### [What this task involves]
Retype the records that come next, word for word.

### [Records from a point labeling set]
--- Begin ---
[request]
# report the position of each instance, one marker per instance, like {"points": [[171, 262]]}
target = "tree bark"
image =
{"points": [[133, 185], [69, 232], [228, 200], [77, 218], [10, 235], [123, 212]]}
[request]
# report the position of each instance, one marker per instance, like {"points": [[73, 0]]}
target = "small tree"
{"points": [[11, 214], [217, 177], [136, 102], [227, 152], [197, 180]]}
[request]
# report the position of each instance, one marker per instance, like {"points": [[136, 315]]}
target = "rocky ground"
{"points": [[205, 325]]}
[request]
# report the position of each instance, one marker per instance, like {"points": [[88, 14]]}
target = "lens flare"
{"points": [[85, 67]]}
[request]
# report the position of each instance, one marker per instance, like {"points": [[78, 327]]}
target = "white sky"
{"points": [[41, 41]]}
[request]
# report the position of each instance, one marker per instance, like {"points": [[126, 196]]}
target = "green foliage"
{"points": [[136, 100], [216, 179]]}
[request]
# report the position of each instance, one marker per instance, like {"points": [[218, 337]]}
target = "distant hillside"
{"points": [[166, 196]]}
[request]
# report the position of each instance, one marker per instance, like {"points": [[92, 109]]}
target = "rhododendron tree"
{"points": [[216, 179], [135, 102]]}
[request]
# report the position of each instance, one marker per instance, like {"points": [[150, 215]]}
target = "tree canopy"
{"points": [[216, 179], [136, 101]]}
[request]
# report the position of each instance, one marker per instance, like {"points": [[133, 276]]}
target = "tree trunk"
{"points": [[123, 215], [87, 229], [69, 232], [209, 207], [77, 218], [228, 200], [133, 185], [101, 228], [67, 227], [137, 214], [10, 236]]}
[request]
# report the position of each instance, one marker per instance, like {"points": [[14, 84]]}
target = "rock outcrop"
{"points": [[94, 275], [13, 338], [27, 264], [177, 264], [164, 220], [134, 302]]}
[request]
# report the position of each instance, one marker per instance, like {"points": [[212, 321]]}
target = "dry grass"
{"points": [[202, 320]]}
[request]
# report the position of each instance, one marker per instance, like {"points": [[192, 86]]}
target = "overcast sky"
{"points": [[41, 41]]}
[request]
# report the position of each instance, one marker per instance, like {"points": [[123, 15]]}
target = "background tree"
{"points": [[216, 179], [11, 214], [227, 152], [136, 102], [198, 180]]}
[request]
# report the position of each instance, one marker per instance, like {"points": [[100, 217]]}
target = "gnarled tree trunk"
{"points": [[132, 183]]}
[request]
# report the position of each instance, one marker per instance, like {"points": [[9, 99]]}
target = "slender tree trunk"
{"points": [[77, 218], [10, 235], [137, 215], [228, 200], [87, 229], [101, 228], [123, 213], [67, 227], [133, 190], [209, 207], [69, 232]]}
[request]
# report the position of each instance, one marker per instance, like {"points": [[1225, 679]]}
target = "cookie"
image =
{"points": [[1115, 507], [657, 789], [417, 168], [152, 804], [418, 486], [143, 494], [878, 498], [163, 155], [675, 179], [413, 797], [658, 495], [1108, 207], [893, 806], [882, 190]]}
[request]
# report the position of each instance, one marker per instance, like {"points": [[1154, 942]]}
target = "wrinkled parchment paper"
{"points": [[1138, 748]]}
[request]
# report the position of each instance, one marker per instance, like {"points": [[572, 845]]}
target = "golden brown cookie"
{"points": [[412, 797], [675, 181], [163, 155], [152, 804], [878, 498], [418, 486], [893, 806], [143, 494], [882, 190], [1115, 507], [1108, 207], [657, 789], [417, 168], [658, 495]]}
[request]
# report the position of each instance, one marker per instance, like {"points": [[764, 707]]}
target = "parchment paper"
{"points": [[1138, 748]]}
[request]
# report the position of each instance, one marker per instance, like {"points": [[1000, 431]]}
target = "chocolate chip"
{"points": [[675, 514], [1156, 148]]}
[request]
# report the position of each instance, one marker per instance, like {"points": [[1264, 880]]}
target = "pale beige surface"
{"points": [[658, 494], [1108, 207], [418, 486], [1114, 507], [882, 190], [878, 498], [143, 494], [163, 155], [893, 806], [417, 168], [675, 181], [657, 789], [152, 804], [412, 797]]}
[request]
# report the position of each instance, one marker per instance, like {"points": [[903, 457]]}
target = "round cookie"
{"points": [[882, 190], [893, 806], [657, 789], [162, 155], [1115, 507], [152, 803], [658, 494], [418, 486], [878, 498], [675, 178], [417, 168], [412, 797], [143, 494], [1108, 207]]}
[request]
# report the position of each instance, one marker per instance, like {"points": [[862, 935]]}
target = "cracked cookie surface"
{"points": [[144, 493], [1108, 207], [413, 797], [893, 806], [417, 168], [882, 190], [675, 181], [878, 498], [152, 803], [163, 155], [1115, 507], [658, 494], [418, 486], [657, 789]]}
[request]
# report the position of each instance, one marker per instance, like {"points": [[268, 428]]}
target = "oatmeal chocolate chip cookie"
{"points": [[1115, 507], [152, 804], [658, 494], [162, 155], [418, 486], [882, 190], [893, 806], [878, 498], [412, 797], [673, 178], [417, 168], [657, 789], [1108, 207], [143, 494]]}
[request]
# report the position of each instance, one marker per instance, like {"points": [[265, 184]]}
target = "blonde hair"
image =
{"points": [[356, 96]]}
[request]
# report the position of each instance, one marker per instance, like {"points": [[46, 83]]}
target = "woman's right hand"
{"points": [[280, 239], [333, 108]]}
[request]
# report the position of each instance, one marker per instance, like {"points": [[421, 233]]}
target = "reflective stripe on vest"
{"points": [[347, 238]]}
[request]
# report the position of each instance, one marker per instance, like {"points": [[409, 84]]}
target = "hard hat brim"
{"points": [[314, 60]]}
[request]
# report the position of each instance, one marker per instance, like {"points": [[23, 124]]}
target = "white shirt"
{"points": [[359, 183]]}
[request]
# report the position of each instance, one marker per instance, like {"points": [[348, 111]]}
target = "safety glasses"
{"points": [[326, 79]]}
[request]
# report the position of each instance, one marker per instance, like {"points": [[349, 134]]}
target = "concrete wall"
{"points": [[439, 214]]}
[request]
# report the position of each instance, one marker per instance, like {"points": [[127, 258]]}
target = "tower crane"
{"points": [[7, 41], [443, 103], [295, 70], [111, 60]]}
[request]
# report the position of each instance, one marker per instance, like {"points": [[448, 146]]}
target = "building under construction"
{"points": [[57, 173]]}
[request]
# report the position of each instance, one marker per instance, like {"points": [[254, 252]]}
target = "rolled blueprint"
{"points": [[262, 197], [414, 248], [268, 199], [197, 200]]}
--- End ---
### [Task answer]
[request]
# report the position of each instance, one marker per instance, like {"points": [[171, 262]]}
target = "tree bark"
image =
{"points": [[133, 185], [69, 232], [228, 200], [77, 218], [10, 235], [123, 212]]}
[request]
# report the position of each instance, one marker per instance, like {"points": [[73, 0]]}
target = "small tree"
{"points": [[11, 214], [217, 177], [136, 102], [227, 152], [197, 180]]}
[request]
# report the position of each instance, one marker per instance, like {"points": [[136, 315]]}
target = "rocky ground"
{"points": [[205, 325]]}
[request]
# report the position of each instance, one marker per instance, like {"points": [[88, 14]]}
target = "lens flare"
{"points": [[85, 67]]}
[request]
# report the position of each instance, one marker per instance, like {"points": [[78, 327]]}
target = "white sky"
{"points": [[41, 41]]}
[request]
# report the position of each instance, one marker per instance, like {"points": [[126, 196]]}
target = "green foliage"
{"points": [[136, 100], [216, 179]]}
[request]
# report the position of each instance, one marker per instance, like {"points": [[218, 337]]}
target = "distant hillside"
{"points": [[166, 196]]}
[request]
# report the position of each instance, one marker per instance, like {"points": [[92, 109]]}
target = "rhododendron tree"
{"points": [[216, 179], [135, 102]]}
[request]
# report the position of each instance, one marker per instance, like {"points": [[150, 215]]}
target = "tree canopy"
{"points": [[216, 179], [136, 101]]}
[request]
# report the position of each instance, one marker per instance, like {"points": [[133, 276]]}
target = "tree trunk"
{"points": [[123, 215], [87, 229], [69, 232], [209, 207], [77, 218], [228, 200], [133, 185], [101, 228], [67, 227], [137, 214], [10, 236]]}
[request]
# report the position of each instance, one marker per instance, like {"points": [[14, 84]]}
target = "rock outcrop"
{"points": [[94, 275], [13, 338], [27, 264], [177, 264], [164, 220], [134, 302]]}
[request]
# report the position of each instance, one marker per instance, like {"points": [[212, 321]]}
target = "dry grass"
{"points": [[202, 320]]}
[request]
# report the position of each instance, one marker per instance, like {"points": [[192, 86]]}
target = "overcast sky"
{"points": [[41, 41]]}
[request]
# report the position of each instance, one marker per instance, like {"points": [[123, 15]]}
target = "background tree"
{"points": [[216, 179], [11, 214], [227, 152], [136, 102], [198, 180]]}
[request]
# report the position of each instance, one marker per instance, like {"points": [[100, 217]]}
target = "gnarled tree trunk"
{"points": [[132, 183]]}
[request]
# report the position of each instance, one marker per instance, like {"points": [[9, 99]]}
target = "slender tree trunk"
{"points": [[77, 218], [10, 235], [137, 215], [228, 200], [87, 229], [101, 228], [123, 213], [67, 227], [133, 190], [209, 207], [69, 232]]}
[request]
# report the position of each instance, one marker per instance, like {"points": [[1225, 679]]}
target = "cookie"
image =
{"points": [[1115, 507], [657, 789], [417, 168], [152, 804], [418, 486], [143, 494], [878, 498], [163, 155], [675, 179], [413, 797], [658, 495], [1108, 207], [893, 806], [882, 190]]}
[request]
# report the position of each instance, one marker per instance, like {"points": [[1154, 942]]}
target = "wrinkled parchment paper"
{"points": [[1138, 748]]}
[request]
# report the position of each instance, one marker per instance, like {"points": [[572, 845]]}
target = "golden brown cookie"
{"points": [[412, 797], [675, 181], [163, 155], [152, 804], [878, 498], [418, 486], [893, 806], [143, 494], [882, 190], [1115, 507], [1108, 207], [657, 789], [417, 168], [658, 495]]}
[request]
# report the position of each instance, one marker per instance, like {"points": [[764, 707]]}
target = "parchment paper"
{"points": [[1138, 748]]}
[request]
# report the position of each instance, one marker per instance, like {"points": [[1000, 431]]}
target = "chocolate chip"
{"points": [[675, 514], [1156, 148]]}
[request]
# report the position of each instance, one marker per instance, like {"points": [[1264, 880]]}
target = "pale beige surface"
{"points": [[658, 494], [1108, 207], [418, 486], [1114, 507], [882, 190], [878, 498], [143, 494], [163, 155], [893, 806], [417, 168], [675, 181], [657, 789], [152, 804], [412, 797]]}
[request]
# report the position of each instance, one marker per instance, like {"points": [[903, 457]]}
target = "round cookie"
{"points": [[882, 190], [893, 806], [657, 789], [162, 155], [1115, 507], [152, 803], [658, 494], [418, 486], [878, 498], [675, 178], [417, 168], [412, 797], [143, 494], [1108, 207]]}
[request]
# report the position of each instance, one marker per instance, like {"points": [[862, 935]]}
target = "cracked cookie surface"
{"points": [[144, 493], [1108, 207], [413, 797], [893, 806], [417, 168], [882, 190], [675, 181], [878, 498], [152, 803], [163, 155], [1115, 507], [658, 494], [418, 486], [657, 789]]}
[request]
# report the position of each instance, one marker per instance, like {"points": [[268, 428]]}
target = "oatmeal chocolate chip cookie"
{"points": [[1115, 507], [152, 804], [658, 494], [162, 155], [418, 486], [882, 190], [893, 806], [878, 498], [412, 797], [673, 178], [417, 168], [657, 789], [1108, 207], [143, 494]]}
[request]
# report the position of each instance, one marker per instance, like {"points": [[265, 184]]}
target = "blonde hair"
image =
{"points": [[356, 96]]}
[request]
# report the position of each instance, one marker per instance, like {"points": [[46, 83]]}
target = "woman's right hand"
{"points": [[280, 239], [333, 108]]}
[request]
# report the position of each instance, one marker per instance, like {"points": [[421, 233]]}
target = "reflective stripe on vest"
{"points": [[347, 238]]}
[request]
# report the position of each instance, one marker per instance, like {"points": [[409, 84]]}
target = "hard hat brim"
{"points": [[314, 60]]}
[request]
# report the position of each instance, one marker per instance, like {"points": [[23, 124]]}
target = "white shirt"
{"points": [[359, 183]]}
[request]
# report the position of each instance, one marker per instance, like {"points": [[348, 111]]}
target = "safety glasses"
{"points": [[326, 79]]}
[request]
# report the position of each instance, one marker per instance, like {"points": [[349, 134]]}
target = "concrete wall"
{"points": [[439, 214]]}
[request]
# report the position of each instance, one marker per instance, like {"points": [[127, 258]]}
target = "tower crane"
{"points": [[7, 41], [443, 103], [295, 70], [111, 60]]}
[request]
# report the position of each instance, one marker per instance, like {"points": [[448, 146]]}
target = "building under construction"
{"points": [[57, 173]]}
[request]
# report the position of each instance, one marker per instance, like {"points": [[254, 252]]}
target = "rolled blueprint"
{"points": [[262, 197], [414, 248], [268, 199], [197, 200]]}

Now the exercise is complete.